◆ Problem 1
In the article about Zuckerberg's testimony on Instagram and minors, what did a 2018 internal document cited in coverage estimate?
◆ Problem 2
Carry on the article about Zuckerberg's testimony on Instagram and minors, starting after its final sentence.

◆ Source passage
Internal Meta documents cited in court are colliding head-on with Mark Zuckerberg’s claim that Instagram was never built to hook kids.
Quick Take
- Zuckerberg testified in a Los Angeles civil trial that Meta does not intentionally addict minors and says “time spent” was not a performance goal.
- Plaintiffs pointed to internal documents from 2013–2018 that discuss teen-focused growth and under-13 user issues, raising hard questions about enforcement versus intent.
- The case is a bellwether “test trial” among hundreds of similar lawsuits accusing Instagram and YouTube of addictive design that harms youth mental health.
- State attorneys general have also sued Meta over under-13 access and data issues, adding political and legal pressure beyond this one courtroom.
Zuckerberg’s denial meets the trial record in Los Angeles
Mark Zuckerberg took the stand in a Los Angeles civil trial focused on whether Instagram and YouTube were designed in ways that foster compulsive use among minors. Zuckerberg testified that Instagram does not intentionally addict young users and that the company prohibits children under 13.
He also said “time spent” was not a goal for teams. Plaintiffs, however, used Meta documents and testimony to argue engagement incentives and youth targeting were discussed internally.
The clash matters because the plaintiffs are not simply claiming harmful content exists online; they are arguing product design choices—like features that keep users scrolling—can become a legal “substantial factor” in youth harms.
Meta’s defense has pushed back on causation and diagnosis, arguing the evidence in medical records does not establish social media addiction for at least some plaintiffs. The trial is expected to run weeks, and no verdict has been reached.
What the internal documents and “under-13” debate mean
Trial reporting describes internal Meta materials from the mid-2010s that plaintiffs say show an interest in teen engagement and, at points, under-13 growth issues. One highlighted data point in testimony was a 2018 document referenced in coverage that estimated millions of under-13 users, despite the platform’s stated prohibition.
Zuckerberg drew a line between policy and enforcement, emphasizing that banning under-13 accounts is different from perfectly preventing access at scale.

◆ Extracted data
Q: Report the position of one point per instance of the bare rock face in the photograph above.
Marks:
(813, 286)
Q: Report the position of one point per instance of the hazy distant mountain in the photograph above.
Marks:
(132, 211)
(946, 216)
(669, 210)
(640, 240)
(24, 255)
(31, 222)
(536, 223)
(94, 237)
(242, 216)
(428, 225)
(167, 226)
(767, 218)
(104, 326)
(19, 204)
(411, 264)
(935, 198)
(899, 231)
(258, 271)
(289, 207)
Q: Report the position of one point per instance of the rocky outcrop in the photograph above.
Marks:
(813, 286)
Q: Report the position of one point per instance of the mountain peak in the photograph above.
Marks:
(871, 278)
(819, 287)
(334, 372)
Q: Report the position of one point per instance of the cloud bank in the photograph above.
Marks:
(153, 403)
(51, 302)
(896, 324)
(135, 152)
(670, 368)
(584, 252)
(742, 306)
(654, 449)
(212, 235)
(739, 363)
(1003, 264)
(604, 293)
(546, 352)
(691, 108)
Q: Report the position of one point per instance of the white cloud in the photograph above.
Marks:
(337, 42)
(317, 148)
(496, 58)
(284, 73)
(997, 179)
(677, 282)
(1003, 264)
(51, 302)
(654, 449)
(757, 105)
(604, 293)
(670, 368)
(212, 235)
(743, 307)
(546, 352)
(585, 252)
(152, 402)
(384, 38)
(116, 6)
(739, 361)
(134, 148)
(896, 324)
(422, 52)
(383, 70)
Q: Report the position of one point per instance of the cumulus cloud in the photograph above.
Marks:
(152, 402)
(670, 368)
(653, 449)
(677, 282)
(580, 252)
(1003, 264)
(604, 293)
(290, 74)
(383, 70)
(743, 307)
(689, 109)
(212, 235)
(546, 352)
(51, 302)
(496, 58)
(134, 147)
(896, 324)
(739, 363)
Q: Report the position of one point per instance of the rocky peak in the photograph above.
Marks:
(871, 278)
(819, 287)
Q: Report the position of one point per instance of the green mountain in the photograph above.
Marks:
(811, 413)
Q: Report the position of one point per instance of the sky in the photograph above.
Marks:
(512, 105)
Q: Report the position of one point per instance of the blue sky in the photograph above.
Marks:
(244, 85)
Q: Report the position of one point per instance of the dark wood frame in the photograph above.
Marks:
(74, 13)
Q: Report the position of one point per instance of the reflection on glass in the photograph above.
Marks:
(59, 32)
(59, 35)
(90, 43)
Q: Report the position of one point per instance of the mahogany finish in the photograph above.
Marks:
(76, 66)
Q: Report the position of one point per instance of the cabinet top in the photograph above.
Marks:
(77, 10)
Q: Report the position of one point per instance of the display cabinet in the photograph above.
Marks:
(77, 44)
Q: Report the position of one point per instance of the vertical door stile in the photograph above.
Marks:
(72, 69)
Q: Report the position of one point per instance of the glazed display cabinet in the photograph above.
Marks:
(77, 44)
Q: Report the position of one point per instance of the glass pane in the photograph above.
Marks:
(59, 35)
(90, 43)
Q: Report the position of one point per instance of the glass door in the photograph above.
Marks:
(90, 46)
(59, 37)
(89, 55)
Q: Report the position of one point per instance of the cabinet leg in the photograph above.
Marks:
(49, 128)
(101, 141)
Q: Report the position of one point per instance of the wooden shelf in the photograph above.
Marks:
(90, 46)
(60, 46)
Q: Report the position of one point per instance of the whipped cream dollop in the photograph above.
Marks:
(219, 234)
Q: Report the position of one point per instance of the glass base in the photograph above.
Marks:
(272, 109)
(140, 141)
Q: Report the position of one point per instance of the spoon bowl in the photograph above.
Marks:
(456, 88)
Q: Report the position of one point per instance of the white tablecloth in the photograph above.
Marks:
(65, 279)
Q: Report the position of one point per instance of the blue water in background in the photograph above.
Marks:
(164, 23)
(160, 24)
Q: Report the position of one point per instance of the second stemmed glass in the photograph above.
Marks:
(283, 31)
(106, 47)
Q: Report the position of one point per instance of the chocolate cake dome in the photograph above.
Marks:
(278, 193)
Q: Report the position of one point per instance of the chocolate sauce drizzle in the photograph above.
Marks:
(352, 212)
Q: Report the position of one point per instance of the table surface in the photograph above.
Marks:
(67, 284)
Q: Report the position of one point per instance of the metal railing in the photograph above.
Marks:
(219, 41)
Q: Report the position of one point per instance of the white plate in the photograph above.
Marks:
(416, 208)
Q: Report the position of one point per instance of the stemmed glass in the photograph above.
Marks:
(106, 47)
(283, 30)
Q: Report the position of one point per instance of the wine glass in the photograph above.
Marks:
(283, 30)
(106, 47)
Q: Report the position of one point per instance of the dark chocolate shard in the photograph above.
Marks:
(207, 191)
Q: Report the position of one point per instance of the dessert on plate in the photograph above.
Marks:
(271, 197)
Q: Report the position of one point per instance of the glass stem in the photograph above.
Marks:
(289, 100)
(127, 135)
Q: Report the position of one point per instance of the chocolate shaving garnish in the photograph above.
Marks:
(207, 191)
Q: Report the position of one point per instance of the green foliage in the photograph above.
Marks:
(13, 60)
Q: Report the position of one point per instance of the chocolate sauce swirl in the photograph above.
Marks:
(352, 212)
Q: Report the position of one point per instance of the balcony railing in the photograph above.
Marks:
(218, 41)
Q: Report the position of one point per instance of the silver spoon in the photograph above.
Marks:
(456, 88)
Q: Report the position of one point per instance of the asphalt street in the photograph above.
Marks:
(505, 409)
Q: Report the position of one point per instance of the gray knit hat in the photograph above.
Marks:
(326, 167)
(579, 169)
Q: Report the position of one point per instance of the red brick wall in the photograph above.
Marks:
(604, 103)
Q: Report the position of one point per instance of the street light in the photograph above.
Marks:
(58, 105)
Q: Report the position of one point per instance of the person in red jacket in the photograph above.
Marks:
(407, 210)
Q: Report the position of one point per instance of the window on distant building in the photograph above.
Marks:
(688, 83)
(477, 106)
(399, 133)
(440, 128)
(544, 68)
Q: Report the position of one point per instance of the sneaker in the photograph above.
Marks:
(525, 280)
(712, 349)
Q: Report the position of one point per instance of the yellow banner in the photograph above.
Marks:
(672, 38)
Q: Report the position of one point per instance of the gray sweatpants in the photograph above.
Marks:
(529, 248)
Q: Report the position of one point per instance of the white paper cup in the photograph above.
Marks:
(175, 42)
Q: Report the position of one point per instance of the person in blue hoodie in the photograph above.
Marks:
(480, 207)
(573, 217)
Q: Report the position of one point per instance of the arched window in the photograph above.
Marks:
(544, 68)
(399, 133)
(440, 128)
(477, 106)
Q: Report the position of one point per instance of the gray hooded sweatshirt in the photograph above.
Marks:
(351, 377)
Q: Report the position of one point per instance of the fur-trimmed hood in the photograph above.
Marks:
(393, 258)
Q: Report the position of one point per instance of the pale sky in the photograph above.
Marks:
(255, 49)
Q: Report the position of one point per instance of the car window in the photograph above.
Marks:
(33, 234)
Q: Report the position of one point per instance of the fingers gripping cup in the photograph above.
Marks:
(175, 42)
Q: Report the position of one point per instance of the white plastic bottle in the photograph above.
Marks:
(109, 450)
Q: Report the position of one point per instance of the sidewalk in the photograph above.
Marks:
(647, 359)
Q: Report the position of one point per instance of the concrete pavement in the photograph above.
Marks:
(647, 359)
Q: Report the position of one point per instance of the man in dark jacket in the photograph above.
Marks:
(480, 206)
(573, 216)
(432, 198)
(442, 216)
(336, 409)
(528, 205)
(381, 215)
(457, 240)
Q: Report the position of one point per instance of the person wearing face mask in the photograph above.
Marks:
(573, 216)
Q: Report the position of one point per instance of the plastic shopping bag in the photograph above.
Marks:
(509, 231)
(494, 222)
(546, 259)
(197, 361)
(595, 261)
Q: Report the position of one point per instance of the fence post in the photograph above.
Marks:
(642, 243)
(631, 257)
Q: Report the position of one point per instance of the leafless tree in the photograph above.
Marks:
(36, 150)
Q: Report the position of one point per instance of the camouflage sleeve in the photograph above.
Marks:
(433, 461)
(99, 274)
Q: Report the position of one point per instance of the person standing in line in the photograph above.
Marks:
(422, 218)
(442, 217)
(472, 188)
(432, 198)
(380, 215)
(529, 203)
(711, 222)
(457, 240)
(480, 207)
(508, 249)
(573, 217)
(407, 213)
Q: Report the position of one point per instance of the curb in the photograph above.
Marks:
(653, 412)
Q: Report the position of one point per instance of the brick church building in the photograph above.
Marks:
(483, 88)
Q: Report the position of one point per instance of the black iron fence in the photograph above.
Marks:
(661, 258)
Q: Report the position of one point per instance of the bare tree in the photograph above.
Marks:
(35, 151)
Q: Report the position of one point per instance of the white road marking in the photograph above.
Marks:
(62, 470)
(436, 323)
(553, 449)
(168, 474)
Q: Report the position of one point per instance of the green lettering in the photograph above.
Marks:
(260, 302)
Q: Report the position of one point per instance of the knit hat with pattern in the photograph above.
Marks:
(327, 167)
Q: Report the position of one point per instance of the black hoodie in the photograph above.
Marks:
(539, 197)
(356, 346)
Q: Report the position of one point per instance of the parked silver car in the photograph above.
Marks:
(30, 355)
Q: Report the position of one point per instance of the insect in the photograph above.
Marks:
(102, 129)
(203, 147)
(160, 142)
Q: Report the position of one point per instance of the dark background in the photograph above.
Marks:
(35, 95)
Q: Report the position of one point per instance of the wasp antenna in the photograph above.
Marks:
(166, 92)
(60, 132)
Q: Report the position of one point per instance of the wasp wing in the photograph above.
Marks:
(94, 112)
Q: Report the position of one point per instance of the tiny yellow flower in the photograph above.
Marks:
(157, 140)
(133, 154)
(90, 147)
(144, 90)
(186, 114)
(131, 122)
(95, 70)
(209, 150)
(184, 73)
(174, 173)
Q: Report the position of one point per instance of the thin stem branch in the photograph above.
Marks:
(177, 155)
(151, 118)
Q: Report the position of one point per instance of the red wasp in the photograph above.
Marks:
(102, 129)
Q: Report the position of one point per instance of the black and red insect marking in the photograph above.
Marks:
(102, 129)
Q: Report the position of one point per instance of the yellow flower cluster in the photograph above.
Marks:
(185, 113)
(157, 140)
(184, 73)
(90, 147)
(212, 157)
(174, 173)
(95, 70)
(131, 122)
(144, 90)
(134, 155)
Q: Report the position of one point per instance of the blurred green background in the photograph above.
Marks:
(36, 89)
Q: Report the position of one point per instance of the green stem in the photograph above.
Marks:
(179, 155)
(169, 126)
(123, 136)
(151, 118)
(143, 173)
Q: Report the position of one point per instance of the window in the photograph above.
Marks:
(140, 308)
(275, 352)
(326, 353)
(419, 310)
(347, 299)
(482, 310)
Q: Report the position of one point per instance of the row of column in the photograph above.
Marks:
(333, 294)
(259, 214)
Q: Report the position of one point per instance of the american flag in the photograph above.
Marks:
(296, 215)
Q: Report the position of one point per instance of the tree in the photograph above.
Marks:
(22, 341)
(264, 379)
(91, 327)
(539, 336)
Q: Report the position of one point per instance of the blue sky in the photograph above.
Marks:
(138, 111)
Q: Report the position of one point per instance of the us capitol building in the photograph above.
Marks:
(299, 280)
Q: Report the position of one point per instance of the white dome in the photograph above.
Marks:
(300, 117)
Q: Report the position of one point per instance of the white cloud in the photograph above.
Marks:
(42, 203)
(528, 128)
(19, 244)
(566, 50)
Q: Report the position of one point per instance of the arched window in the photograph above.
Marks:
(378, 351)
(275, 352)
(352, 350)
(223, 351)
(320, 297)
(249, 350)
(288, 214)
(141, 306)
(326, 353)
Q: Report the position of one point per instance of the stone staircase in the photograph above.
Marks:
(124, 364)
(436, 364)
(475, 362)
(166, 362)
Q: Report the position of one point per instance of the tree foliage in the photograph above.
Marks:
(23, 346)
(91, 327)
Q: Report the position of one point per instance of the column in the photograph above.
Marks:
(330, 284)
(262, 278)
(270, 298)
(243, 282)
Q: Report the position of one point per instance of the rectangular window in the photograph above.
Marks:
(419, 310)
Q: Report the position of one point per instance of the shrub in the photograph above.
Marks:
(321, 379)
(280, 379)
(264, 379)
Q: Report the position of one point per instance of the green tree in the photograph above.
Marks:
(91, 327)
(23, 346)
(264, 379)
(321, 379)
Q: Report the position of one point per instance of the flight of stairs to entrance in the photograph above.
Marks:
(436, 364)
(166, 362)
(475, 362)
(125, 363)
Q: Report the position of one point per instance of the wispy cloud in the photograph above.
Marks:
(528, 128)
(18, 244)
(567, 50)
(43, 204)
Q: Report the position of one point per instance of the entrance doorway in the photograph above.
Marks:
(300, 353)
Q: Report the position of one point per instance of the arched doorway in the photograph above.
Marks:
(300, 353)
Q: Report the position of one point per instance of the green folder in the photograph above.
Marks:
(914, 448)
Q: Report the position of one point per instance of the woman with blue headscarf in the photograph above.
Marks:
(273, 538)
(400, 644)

◆ Expected answer 1
Millions of under-13 users on the platform.

◆ Expected answer 2
Meta CEO Mark Zuckerberg faced questioning in a Los Angeles courtroom on Wednesday about Instagram's under-13 users and Meta's efforts to boost engagement, as a trial examines whether the company knowingly offered an addictive and harmful product to children and teens.…
— CBS News (@CBSNews) February 18, 2026
That distinction is central to how Americans should evaluate corporate accountability without jumping to conclusions. A platform can have a rule on paper while still operating incentives that make rule-breaking predictable.
At the same time, the trial record described in reporting includes disputes about what the documents prove—intentional “addiction” as a goal versus business decisions that inadvertently reward maximum engagement. The jury will weigh how directly the documents connect to real-world harm and corporate intent.
How the lawsuits grew: from whistleblower leaks to 40+ state actions
The case sits on top of a much larger wave of scrutiny that accelerated after whistleblower Frances Haugen’s 2021 disclosures, which highlighted internal Meta research on teen well-being and public disputes over whether Meta acted on those findings.
By 2023, dozens of states sued Meta over allegations tied to under-13 access and design features that allegedly encourage extended use, and reporting summarized that the number of state cases grew to more than 40.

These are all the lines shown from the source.